_INSTRUCTION_. Write out all of the data below, reproducing every line without any change.

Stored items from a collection
+ + + + +

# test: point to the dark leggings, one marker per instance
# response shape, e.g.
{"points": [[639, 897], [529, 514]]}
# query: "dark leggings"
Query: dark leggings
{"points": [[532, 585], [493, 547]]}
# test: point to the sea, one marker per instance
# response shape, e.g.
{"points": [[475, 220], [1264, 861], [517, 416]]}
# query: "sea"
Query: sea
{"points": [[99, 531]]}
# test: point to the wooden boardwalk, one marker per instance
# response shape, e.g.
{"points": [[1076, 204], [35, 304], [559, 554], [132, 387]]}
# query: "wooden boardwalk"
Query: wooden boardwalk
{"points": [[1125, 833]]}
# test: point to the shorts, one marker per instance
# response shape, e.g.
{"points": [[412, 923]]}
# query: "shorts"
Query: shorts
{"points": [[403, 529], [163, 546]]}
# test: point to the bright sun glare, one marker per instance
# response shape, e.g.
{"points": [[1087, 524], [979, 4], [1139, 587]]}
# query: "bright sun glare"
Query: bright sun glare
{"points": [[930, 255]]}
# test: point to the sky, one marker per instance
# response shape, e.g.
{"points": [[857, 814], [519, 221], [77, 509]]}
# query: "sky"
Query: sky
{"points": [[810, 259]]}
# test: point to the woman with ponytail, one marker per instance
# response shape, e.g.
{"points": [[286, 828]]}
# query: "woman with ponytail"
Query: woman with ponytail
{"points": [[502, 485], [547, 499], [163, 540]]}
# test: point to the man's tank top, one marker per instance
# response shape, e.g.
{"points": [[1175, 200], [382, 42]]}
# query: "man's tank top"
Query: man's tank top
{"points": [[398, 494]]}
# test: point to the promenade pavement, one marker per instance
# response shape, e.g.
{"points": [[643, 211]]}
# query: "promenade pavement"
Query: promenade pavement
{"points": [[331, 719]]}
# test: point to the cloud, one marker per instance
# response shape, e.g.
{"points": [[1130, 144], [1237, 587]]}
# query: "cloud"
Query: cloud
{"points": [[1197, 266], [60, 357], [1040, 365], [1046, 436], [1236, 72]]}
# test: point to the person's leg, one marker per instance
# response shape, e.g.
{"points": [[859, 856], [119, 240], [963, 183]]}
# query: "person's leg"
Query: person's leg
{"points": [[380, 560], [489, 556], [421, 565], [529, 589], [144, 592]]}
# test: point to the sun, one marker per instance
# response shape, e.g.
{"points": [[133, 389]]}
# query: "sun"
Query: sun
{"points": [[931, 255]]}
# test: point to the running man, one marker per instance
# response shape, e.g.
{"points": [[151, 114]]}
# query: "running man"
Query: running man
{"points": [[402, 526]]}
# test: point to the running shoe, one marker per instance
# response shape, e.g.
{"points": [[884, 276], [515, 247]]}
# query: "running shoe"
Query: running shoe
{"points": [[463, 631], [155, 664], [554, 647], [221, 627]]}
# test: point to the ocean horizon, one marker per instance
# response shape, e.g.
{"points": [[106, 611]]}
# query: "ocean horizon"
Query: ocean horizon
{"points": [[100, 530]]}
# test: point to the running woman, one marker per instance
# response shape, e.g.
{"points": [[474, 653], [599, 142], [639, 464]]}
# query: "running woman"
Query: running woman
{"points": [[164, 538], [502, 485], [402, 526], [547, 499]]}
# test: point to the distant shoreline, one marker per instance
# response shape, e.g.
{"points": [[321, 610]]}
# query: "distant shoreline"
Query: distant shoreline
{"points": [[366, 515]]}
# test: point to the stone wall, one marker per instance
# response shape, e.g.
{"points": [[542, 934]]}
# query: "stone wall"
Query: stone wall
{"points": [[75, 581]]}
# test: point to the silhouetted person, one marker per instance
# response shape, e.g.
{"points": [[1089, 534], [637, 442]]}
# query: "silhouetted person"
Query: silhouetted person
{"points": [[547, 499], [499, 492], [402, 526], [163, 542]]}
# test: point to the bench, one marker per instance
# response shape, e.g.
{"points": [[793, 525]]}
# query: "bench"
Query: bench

+ + + + +

_RESPONSE TO THE EXERCISE_.
# test: point to the dark leggings, one marker per instance
# response shape, e.g.
{"points": [[639, 897], [529, 514]]}
# query: "dark leggings"
Query: dark leggings
{"points": [[532, 585], [493, 547]]}
# test: point to the sea, one marker per instance
# response shape, e.g.
{"points": [[475, 220], [1264, 861], [517, 416]]}
# query: "sea"
Query: sea
{"points": [[99, 531]]}
# test: point to the wooden boardwalk, one marker per instance
# response shape, e.g.
{"points": [[1076, 204], [35, 304], [559, 554], [132, 387]]}
# query: "wooden boardwalk"
Query: wooden boardwalk
{"points": [[1125, 833]]}
# test: point to the shorts, one marker per instance
# response shape, e.g.
{"points": [[412, 923]]}
# query: "shorts"
Query: shorts
{"points": [[403, 529], [163, 546]]}
# test: point to the bright sun glare, one marker per instance
# response shape, e.g.
{"points": [[1087, 524], [979, 4], [1139, 587]]}
# query: "bright sun glare"
Query: bright sun glare
{"points": [[930, 255]]}
# test: point to the sky, one marker per instance
# response shape, e.g.
{"points": [[857, 814], [519, 221], [77, 509]]}
# query: "sky"
Query: sky
{"points": [[810, 259]]}
# test: point to the woman with ponytail, one marker per instance
# response shape, e.g.
{"points": [[286, 828]]}
# query: "woman with ponytail"
Query: woman with ponytail
{"points": [[502, 485], [547, 499], [163, 540]]}
# test: point to the man's tank top, one marker per instance
# response shape, e.g.
{"points": [[1175, 200], [382, 42]]}
# query: "man's tank top"
Query: man's tank top
{"points": [[398, 494]]}
# test: point to the promenade pavement, one marker per instance
# response shape, e.g.
{"points": [[643, 211]]}
# query: "promenade pavement"
Query: promenade pavement
{"points": [[331, 719]]}
# test: point to the cloud, one marker per instance
# response shape, e.g.
{"points": [[1130, 144], [1237, 587]]}
# query: "cloud"
Query: cloud
{"points": [[1197, 266], [60, 357], [1040, 365], [1046, 436], [1236, 72]]}
# test: point to the person's leg, one marker per instance
# response shape, e.g.
{"points": [[859, 856], [119, 240], [963, 183]]}
# query: "person's leg"
Query: person's leg
{"points": [[380, 560], [489, 556], [421, 565], [529, 589], [144, 592]]}
# test: point to the sun, one marker per instance
# response shape, e.g.
{"points": [[133, 389]]}
# query: "sun"
Query: sun
{"points": [[931, 255]]}
# test: point to the running man, one marker per instance
# response shape, e.g.
{"points": [[151, 114]]}
# query: "running man"
Query: running man
{"points": [[402, 526]]}
# test: point to the running shoe, one marker per instance
# response shape, e.g.
{"points": [[884, 276], [515, 247]]}
# query: "running shoe"
Query: running shoe
{"points": [[463, 631], [155, 664], [554, 647], [221, 627]]}
# test: point to the ocean horizon, one marker per instance
# response shape, e.g.
{"points": [[106, 611]]}
# query: "ocean horizon"
Query: ocean horizon
{"points": [[100, 530]]}
# test: point to the running woman, one marker per instance
# response shape, e.g.
{"points": [[474, 653], [599, 142], [639, 464]]}
# query: "running woman"
Query: running woman
{"points": [[164, 538], [502, 485], [402, 526], [547, 499]]}
# test: point to the distant shoreline, one marker per instance
# response shape, e.g.
{"points": [[321, 610]]}
# query: "distant shoreline"
Query: distant shoreline
{"points": [[366, 515]]}
# test: point to the stone wall, one marker per instance
# response shape, e.g.
{"points": [[542, 934]]}
# query: "stone wall"
Query: stone wall
{"points": [[75, 581]]}
# test: point to the silhouetted person, one marker per instance
# response shape, e.g.
{"points": [[1089, 534], [637, 442]]}
# query: "silhouetted person"
Query: silhouetted person
{"points": [[547, 499], [499, 492], [402, 526], [163, 542]]}
# test: point to the bench, one marker per instance
# response shape, e.g.
{"points": [[793, 525]]}
# query: "bench"
Query: bench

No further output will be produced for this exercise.